Skip to main content

Subsection 2.2.5 Examples of unitary matrices

In this unit, we will discuss a few situations where you may have encountered unitary matrices without realizing. Since few of us walk around pointing out to each other "Look, another matrix!" we first consider if a transformation (function) might be a linear transformation. This allows us to then ask the question "What kind of transformations we see around us preserve length?" After that, we discuss how those transformations are represented as matrices. That leaves us to then check whether the resulting matrix is unitary.

Subsubsection 2.2.5.1 Rotations

A rotation in 2D, \(R_{\theta}: \R^2 \rightarrow \R^2 \text{,}\) takes a vector and rotates that vector through the angle \(\theta \text{:}\)

If you think about it,

  • If you scale a vector first and then rotate it, you get the same result as if you rotate it first and then scale it.

┄┄┄┄┄┄┄┄┄┄┄┄┄┄┄┄┄┄┄┄

### SET OF TASKS
1) Summarize the passage on unitary matrices in two sentences.
2) Turn the paragraph of the passage on unitary matrices that begins "In this unit, we will discuss" into a short list of its steps.
3) Transcribe word for word the stretch of the passage on unitary matrices from "In this unit, we" through "matrix is unitary.".

┄┄┄┄┄┄┄┄┄┄┄┄┄┄┄┄┄┄┄┄

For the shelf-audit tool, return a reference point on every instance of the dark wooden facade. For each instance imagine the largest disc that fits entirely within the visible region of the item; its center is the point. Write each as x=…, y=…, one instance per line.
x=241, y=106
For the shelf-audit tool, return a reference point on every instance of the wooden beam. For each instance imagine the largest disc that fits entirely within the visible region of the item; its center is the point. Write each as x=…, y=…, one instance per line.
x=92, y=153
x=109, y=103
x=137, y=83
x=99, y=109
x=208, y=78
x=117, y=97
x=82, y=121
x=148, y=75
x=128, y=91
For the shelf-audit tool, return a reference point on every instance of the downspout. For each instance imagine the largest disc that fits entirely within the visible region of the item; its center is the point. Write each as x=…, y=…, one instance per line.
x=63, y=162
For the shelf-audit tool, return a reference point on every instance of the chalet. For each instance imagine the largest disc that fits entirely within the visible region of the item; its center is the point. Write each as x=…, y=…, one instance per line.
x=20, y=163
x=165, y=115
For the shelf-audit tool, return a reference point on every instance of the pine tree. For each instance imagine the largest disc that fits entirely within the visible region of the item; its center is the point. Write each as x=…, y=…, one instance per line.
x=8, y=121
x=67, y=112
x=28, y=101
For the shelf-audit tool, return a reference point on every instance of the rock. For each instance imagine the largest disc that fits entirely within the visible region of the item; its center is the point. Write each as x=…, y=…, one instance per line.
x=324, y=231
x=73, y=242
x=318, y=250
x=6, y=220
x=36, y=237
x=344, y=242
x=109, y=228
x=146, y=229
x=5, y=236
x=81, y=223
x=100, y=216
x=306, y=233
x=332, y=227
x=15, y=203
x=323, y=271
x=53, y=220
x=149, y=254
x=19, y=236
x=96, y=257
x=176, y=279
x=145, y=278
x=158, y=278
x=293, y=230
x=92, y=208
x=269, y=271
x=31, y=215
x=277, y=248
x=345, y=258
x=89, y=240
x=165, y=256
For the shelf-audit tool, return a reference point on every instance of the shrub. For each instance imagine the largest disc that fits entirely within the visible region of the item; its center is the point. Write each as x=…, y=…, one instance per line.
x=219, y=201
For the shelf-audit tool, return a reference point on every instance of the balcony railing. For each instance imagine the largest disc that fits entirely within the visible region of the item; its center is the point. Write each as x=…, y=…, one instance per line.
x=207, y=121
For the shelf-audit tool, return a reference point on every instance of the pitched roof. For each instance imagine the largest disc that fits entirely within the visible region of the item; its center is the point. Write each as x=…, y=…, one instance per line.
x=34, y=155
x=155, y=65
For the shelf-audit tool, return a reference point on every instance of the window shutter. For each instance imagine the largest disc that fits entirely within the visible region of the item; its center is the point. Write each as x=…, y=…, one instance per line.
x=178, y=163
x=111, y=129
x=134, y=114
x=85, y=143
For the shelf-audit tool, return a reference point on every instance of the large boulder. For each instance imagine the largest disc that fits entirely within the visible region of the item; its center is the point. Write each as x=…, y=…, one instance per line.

┄┄┄┄┄┄┄┄┄┄┄┄┄┄┄┄┄┄┄┄

### EXPECTED ANSWERS
1) The unit looks at situations where unitary matrices may have been met without realizing it: it first considers whether a transformation is linear, then asks which transformations preserve length, how those are represented as matrices, and whether the resulting matrix is unitary. It starts with rotations in 2D, which rotate a vector through an angle θ, and observes that scaling a vector and then rotating it gives the same result as rotating it first and then scaling it.

2)
- Look at situations where unitary matrices may have been encountered without realizing it.
- First consider whether a transformation (function) might be a linear transformation.
- Ask what kinds of transformations around us preserve length.
- Discuss how those transformations are represented as matrices.
- Check whether the resulting matrix is unitary.

3)
In this unit, we will discuss a few situations where you may have encountered unitary matrices without realizing. Since few of us walk around pointing out to each other "Look, another matrix!" we first consider if a transformation (function) might be a linear transformation. This allows us to then ask the question "What kind of transformations we see around us preserve length?" After that, we discuss how those transformations are represented as matrices. That leaves us to then check whether the resulting matrix is unitary.